• **COMPITI DA SVOLGERE**:
- a) Nel testo rivolto a Mister Obama, quanti sono gli arabi di Palestina che sarebbero fuggiti da quello che sarebbe diventato Israele?
- b) Ricopia fedelmente il passo del testo rivolto a Mister Obama che va da "Mister Obama, come" a "grandi del mondo?".
- c) Riprendi per favore il testo rivolto a Mister Obama e proseguilo da dove si ferma.

Mister Obama, come dovrei chiamarla, Hussein o Barak? Dipende?
Mister Obama, i palestinesi vogliono la pace e la sicurezza , peace and security, eliminando Israele e lo dicono chiaro e tondo. Possibile che lei non lo capisca? Possibile che nemmeno il Santo padre lo abbia capito quando e' venuto qui a dissertare contro "il Muro" che a noi dà la vita e, si, la sicurezza.
E' mai possibile che non capiate niente voi grandi del mondo?
I palestinesi vogliono:
1. Far entrare in Israele tutti i profughi palestinesi attualmente viventi, senza diritti umani ( ma nessuno ne parla), nei paesi arabi. L'URNWA stessa si e' fatta una legge ad hoc e cioe' che i palestinesi sarebbero stati, unico popolo al mondo, profughi a vita e per diritto ereditario.
Roba da chiodi, vero Mister Obama?
Si , roba da chiodi, ma in base a quella legge i circa 600mila arabi di Palestina, fuggiti per suggerimento arabo da quello che sarebbe diventato Israele e moltiplicatisi come i pani e i pesci, all'infinito, dovrebbero rientrare in Israele.
Quanti sono, Mister Obama? Nessuno lo sa, si pensa qualche milione.
I palestinesi vogliono:
2. Gerusalemme est , con la citta' vecchia e tutti i luoghi santi, capitale del futuro stato di Palestina.
Vediamo, Gerusalemme non e' mai stata una citta' araba, men che meno palestinese visto che i palestinesi si sono autoinventati abbastanza recentemente allo scopo di dar fastidio a Israele commuovendo il mondo col loro, inventato, stato di poveri palestinesi che lottano contro i perfidi giudei per riavere una terra che non e' mai stata palestinese.
E lo sa, Mister Obama, cosa significherebbe dare Gerusalemme ai palestinesi? Significherebbe perdere l'accesso ai Luoghi Santi per cristiani ed ebrei.

[Righe del dataset sulla posizione degli oggetti]
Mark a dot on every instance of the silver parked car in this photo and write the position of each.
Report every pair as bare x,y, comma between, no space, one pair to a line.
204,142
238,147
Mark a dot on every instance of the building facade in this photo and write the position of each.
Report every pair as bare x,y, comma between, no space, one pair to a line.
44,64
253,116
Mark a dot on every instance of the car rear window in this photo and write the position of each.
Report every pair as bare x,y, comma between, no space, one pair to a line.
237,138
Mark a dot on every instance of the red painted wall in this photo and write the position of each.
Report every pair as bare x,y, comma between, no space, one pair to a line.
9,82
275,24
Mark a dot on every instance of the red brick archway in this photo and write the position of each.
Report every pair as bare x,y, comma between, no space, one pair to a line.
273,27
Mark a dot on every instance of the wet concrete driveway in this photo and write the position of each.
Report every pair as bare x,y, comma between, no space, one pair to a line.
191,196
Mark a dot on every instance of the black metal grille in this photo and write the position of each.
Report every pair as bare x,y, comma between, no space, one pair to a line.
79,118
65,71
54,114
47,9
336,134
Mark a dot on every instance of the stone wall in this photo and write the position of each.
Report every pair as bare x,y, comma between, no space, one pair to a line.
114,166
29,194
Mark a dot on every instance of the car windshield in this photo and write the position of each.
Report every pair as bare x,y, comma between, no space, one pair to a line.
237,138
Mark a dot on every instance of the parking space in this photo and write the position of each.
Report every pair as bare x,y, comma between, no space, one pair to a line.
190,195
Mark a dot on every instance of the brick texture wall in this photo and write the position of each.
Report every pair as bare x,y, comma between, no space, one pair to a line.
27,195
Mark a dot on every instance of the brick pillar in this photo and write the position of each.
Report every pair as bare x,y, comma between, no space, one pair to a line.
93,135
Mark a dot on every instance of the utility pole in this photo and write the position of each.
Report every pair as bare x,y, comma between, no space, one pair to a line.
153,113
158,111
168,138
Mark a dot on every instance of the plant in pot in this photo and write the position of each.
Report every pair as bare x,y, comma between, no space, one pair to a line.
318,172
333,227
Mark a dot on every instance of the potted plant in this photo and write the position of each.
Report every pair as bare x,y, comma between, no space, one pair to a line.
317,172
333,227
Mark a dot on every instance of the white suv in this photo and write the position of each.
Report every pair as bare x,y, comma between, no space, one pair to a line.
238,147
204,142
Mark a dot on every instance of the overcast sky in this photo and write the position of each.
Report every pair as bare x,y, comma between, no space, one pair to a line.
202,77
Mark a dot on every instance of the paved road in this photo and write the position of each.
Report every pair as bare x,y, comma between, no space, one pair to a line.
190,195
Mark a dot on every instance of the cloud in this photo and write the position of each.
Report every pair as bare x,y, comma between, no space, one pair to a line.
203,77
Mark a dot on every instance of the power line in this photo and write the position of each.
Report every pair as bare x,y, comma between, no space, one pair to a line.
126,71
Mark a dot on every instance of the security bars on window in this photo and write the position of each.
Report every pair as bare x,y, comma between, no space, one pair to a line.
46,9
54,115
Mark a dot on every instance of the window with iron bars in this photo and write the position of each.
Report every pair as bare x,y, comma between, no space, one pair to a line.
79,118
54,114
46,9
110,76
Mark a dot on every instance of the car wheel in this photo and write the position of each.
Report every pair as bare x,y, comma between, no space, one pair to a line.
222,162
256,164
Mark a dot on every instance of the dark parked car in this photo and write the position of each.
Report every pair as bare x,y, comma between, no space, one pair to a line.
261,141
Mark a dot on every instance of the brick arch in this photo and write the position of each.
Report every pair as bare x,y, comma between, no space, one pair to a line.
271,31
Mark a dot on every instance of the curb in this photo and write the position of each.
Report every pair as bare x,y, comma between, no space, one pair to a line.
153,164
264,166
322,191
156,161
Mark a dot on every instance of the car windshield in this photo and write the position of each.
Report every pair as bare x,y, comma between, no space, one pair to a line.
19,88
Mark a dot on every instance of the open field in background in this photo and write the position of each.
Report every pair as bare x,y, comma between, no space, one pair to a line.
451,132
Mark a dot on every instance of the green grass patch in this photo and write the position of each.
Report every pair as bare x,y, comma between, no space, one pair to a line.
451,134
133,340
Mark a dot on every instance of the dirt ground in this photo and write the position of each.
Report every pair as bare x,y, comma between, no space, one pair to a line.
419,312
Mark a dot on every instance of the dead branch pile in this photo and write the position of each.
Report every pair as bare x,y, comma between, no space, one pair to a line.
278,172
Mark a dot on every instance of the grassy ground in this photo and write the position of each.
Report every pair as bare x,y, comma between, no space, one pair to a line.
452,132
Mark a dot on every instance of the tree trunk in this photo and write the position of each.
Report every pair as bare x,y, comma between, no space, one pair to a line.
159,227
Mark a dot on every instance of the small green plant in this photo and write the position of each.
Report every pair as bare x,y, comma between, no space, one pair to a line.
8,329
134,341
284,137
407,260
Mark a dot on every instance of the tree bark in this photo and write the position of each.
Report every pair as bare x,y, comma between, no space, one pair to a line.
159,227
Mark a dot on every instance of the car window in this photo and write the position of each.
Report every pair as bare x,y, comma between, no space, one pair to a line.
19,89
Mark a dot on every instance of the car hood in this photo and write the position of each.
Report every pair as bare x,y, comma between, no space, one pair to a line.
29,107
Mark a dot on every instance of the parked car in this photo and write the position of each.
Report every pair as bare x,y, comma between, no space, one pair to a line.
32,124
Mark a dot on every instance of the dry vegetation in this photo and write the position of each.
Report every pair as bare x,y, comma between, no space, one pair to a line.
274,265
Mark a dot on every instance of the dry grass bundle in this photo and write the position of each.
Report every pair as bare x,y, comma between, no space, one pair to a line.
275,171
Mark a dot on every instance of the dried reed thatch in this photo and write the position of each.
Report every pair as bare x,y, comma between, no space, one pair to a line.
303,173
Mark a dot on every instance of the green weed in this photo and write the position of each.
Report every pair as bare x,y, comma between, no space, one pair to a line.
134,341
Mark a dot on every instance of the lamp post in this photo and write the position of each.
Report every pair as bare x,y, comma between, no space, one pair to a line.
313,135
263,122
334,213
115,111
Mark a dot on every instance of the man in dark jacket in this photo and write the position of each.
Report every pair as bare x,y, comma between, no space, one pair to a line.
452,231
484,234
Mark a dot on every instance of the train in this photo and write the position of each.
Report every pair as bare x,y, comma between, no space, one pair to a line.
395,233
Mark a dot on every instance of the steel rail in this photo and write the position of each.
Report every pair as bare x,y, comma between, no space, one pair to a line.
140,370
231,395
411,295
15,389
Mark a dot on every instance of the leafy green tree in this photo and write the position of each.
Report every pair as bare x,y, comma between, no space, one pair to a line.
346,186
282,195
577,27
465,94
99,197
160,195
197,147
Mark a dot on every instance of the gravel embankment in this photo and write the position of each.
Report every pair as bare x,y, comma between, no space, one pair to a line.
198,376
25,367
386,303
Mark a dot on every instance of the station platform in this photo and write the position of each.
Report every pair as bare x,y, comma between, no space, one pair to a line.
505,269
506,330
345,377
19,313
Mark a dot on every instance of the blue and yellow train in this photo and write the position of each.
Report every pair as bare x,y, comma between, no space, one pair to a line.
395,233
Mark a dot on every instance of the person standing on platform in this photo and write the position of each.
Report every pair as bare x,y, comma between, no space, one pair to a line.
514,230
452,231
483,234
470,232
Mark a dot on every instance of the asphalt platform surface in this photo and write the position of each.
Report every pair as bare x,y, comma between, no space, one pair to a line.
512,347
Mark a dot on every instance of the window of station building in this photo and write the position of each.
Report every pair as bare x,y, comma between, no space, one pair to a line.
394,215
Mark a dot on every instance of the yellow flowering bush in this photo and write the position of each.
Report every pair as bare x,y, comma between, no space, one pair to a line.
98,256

• **IN RISPOSTA**:
- a) Circa 600mila.

- b)
Mister Obama, come dovrei chiamarla, Hussein o Barak? Dipende?
Mister Obama, i palestinesi vogliono la pace e la sicurezza , peace and security, eliminando Israele e lo dicono chiaro e tondo. Possibile che lei non lo capisca? Possibile che nemmeno il Santo padre lo abbia capito quando e' venuto qui a dissertare contro "il Muro" che a noi dà la vita e, si, la sicurezza.
E' mai possibile che non capiate niente voi grandi del mondo?

- c)
E lo sa, Mister Obama, cosa ancora? Dal 1967 gli arabi di Gerusalemme sono aumentati del 291%. Si rende conto cosa significa? Significa che in altri 40 anni tutta Gerusalemme sara' araba, i Luoghi Santi trasformati in moschee, il Muro del Pianto riavra' ad esso appoggiate le latrine pubbliche come durante l'occupazione giordana.
Oltre agli eterni profughi da insediare in Israele e a Gerusalemme Capitale, i palestinesi vogliono che Israele dimentichi tutte le guerre con cui fu aggredita e contro le quali vinse alla grande e ritorni alle linee armistiziali del 48/49.
Benissimo, accontentiamoli, poi uno sputacchio, un semplice sputacchio, mister Obama e ci buttano in mare, sempre se prima non ci avra' fatti diventare cenere quel Ahmadinejad cui lei fa l'occhiolino almeno una volta alla settimana e che le risponde regolarmente a calci negli stinchi.
Peace and Security, side by side, eh? Mister Obama...Hussein....
Giu' i muri, eh Santo Padre?
E poi?
Ma perche' ci volete tanto male? Perche' in nome di una finta pace volete ancora e ancora e ancora sacrificare gli ebrei! Perche'? Siamo stati il popolo piu' perseguitato della terra. Basta!
Lasciateci vivere, lasciateci in pace. Basta!
Perche' non ha il coraggio, o uomo piu' potente del mondo, Mister Obama, di dire ai palestinesi di andare al diavolo e di accontantarsi di avere quello che USA e Israele sono pronti ad offrirgli, soprattutto tenendo conto che prima era il nulla che possedevano.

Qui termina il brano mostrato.